-- Extract to read --

I have been silent for a lack of better words and for that alone I must ask for forgiveness.
Know that I do not speak for everyone. I lack the capacity to speak on behalf for anyone nor do I feel qualified to do that. Those of you who are already familiar with my habits, whether from my previous writings or direct interactions, can agree that I am often quite wary and cynical about everything.
There is a bitterness that lingers deep inside me. My journey has taken me quite far, with its share of positive and negative experiences, just like anybody else. I have found in this journey both wisdom and insight that are often unknown to those outside of this lifestyle. It is the kind that will never be replaced by anything else in this one lifetime.
But it seems that there is now a shadow over the horizon.
Everywhere it seems this world has gone mad – mad from anger, from grief, and from fear – leaving behind only the embers of bright memories that slowly burns away. It seems that our nature leads us to unavoidable conflict, an inevitable clash between self-integrity and the capacity to embrace and foster the people around us.
In such conflict, I have seen the rise and fall of entire Houses and brotherhoods, the mourning and absence of potential; the ending of friendships, partnerships, and divide that separates whole communities apart from one another.
During those moments, people act dismissive, becoming absolute and stubborn, turning a blind eye away from those that do not agree with them. They forget the means of compassion, opting for ignorance and apathy – a kind of cruelty that is beyond mere sadism and savagery. In anger and grief, as the saying goes, blinded to the world around them.
I am not unfamiliar to that feeling of anger and grief as well.
After all I, too, have loved and lost.
When the fires died down in June, even as my friends fought with one another, I have said nothing. Even at the town hall gathering, when every bit and nuance urged me to stand with flag in hand, I ignored the call. I ignored it when there was outcry from my friends abroad and my friends at home.
I ignored it because it was easier, less painful.
I ignored it for selfish reasons, for the very reasons that have often left me questioning my vows and my oaths. I ignored it because I was angry and afraid like anyone else.
Perhaps that is why people tend to leave all this behind. We give in to those feelings, often when we are at our worst. Despair is powerful emotion, capable of driving out all forms of reason, trapping us in that darkness. I can see now why so many Elders turn away or flash that smile of knowing, that smile of admiration to spirit and perceived naivety.
But I will not be silent any longer – a person can only admit their faults once and hope only to correct them.
Through the stories passed down by Elders, through my own experiences, I have often been warned against the storm in the horizon. More often than not I have taken some measure of comfort whenever I’m told that I’m being too dramatic, too quick to assume the worst, but like some kind of a waking nightmare that has been made into an awful reality.

-- Stated goal --
Please list the three feelings that, according to the passage above, have driven this world mad.

[Pointing dataset items]
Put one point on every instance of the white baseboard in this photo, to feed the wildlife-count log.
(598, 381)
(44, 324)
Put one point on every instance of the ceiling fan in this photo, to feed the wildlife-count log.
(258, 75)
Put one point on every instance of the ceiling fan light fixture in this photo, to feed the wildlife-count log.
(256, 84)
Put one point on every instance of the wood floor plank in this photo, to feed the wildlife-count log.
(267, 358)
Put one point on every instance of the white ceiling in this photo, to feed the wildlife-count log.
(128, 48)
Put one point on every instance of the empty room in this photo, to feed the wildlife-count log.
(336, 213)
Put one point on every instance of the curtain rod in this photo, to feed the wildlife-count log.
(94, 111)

-- Result of this exercise --
anger, grief, fear